> [Directive 1]
According to the Prayer Book passage, which local use was the most common in late medieval England?
> [Directive 2]
Write out the part of the Prayer Book passage that opens with the words containing "The Prayer Book" and closes with "priests, and deacons.".
> [Directive 3]
For each statement, say whether it agrees with the Prayer Book passage, and quote the deciding words: (a) Cranmer secretly married during his 1532 visit to Germany. (b) The Sarum Rite was collected into a single book. (c) The Exhortation and Litany borrowed from Myles Coverdale's New Testament.

Monday, May 28, 2012

The Prayer Book

The full name of the 1662 Book of Common Prayer is The Book of Common Prayer and Administration of the Sacraments and other Rites and Ceremonies of the Church according to the use of the Church of England together with the Psalter or Psalms of David pointed as they are to be sung or said in churches and the form and manner of making, ordaining, and consecrating of bishops, priests, and deacons. 


Parish worship in the late medieval church in England, which followed the Latin Roman Rite, varied according to local practice, and thus used a local form or "use". The most common was the Use of Sarum, found in Southern England. The Sarum Rite wasn't collected into a single book; rather the forms of service that were to be included in the Book of Common Prayer were drawn from the Missal for the Mass, the Breviary for the Daily Office, the Manual for the occasional services, baptism, marriage, burial etc., and the Pontifical for the services appropriate to a bishop: Confirmation and ordination. 


Thomas Cranmer (1489-1556), Archbishop of Canterbury first during the reign of Henry VIII, then during that of his son Edward VI, was largely responsible for producing books in English for use in the liturgy. In his early days Cranmer was somewhat conservative, an admirer, though a critical one, of St. John Fisher (c. 1459-1535), an English Roman Catholic scholastic, cardinal, and martyr. It may have been Cranmer's visit to Germany in 1532, where he secretly married, which began the change in his thinking. As Henry began diplomatic negotiations with Lutheran princes, Cranmer came face to face with a Lutheran embassy c. 1538. The Exhortation and Litany, the earliest English-language service book of the Church of England, was the first overt tip-off as to his changing views. His was not a mere translation from the Latin: its Protestant character is made clear by the drastic reduction of the place of saints. It borrowed substantially from Martin Luther's Litany and Myles Coverdale's New Testament, and was the only service to be finished within King Henry VIII's lifetime that might be considered to be "Protestant".

> [Supplied data]
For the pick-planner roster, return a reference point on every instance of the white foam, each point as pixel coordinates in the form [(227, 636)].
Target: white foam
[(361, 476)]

--

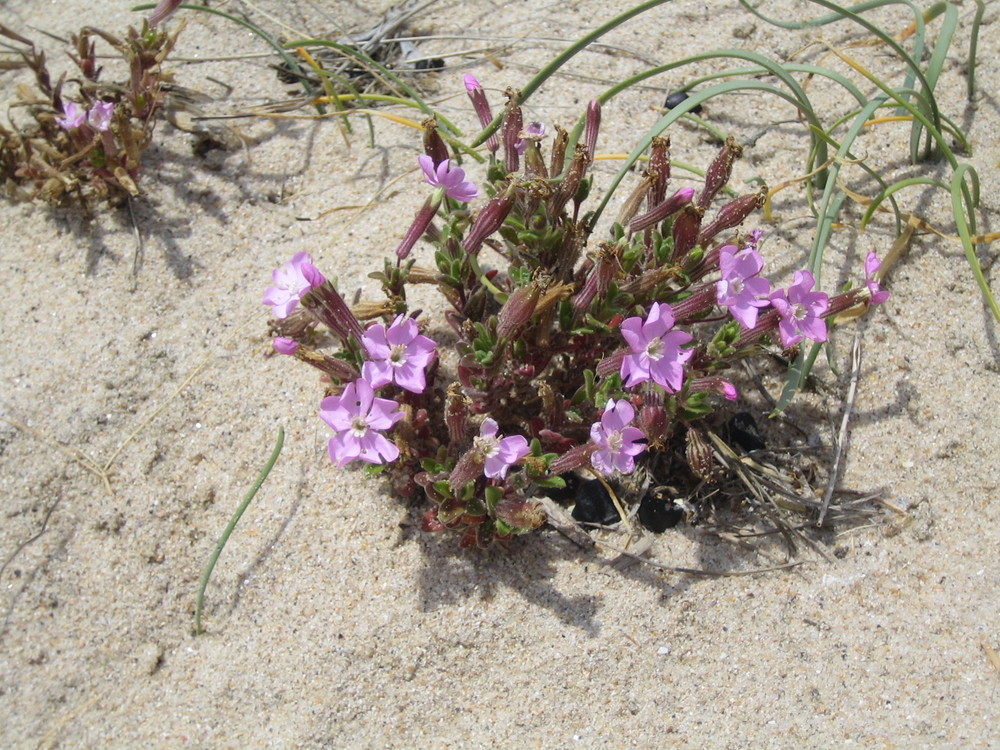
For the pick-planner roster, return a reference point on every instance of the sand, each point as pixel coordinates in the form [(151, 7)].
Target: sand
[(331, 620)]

> [Final result 1]
The Use of Sarum, found in Southern England.

> [Final result 2]
The Prayer Book

The full name of the 1662 Book of Common Prayer is The Book of Common Prayer and Administration of the Sacraments and other Rites and Ceremonies of the Church according to the use of the Church of England together with the Psalter or Psalms of David pointed as they are to be sung or said in churches and the form and manner of making, ordaining, and consecrating of bishops, priests, and deacons.

> [Final result 3]
(a) Yes: "It may have been Cranmer's visit to Germany in 1532, where he secretly married"
(b) No: "The Sarum Rite wasn't collected into a single book"
(c) Yes: "It borrowed substantially from Martin Luther's Litany and Myles Coverdale's New Testament"